■ **What needs to be done**
Locate every line in the listing below that contains the word "pavement", and copy each of those lines.

---------- The input ----------

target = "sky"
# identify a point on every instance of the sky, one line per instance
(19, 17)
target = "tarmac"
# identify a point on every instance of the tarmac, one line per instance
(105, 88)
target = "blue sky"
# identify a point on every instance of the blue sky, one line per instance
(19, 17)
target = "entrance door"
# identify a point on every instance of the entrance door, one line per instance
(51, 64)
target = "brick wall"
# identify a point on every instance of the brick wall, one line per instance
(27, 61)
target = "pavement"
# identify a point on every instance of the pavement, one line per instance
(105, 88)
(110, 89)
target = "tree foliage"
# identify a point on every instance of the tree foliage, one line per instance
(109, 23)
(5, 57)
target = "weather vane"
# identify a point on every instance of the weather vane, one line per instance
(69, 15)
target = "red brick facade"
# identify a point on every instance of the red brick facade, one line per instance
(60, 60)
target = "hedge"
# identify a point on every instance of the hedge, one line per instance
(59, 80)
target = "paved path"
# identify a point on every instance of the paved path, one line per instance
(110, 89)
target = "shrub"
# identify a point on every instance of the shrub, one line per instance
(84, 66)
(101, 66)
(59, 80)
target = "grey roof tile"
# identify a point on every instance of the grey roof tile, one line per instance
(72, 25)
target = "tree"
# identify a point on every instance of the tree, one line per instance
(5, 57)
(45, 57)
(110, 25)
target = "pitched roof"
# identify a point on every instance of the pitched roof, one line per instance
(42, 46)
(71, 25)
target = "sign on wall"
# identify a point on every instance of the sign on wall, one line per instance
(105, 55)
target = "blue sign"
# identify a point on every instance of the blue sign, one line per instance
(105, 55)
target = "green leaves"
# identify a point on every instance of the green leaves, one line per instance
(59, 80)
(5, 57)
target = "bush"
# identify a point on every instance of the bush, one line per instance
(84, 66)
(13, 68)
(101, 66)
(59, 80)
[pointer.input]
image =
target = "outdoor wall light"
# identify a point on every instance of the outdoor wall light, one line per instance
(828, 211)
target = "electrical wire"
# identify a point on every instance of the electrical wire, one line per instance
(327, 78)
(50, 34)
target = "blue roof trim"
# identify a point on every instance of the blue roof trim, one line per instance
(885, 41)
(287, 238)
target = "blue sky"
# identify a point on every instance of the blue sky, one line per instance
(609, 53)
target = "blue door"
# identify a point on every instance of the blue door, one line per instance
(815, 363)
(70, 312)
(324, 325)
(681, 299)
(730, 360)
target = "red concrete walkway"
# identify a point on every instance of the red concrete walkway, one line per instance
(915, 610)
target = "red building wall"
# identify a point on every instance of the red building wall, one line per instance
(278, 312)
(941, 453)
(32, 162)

----------

■ **Completed exercise**
target = "pavement"
# identify a point on every instance of the pavement, one line per instance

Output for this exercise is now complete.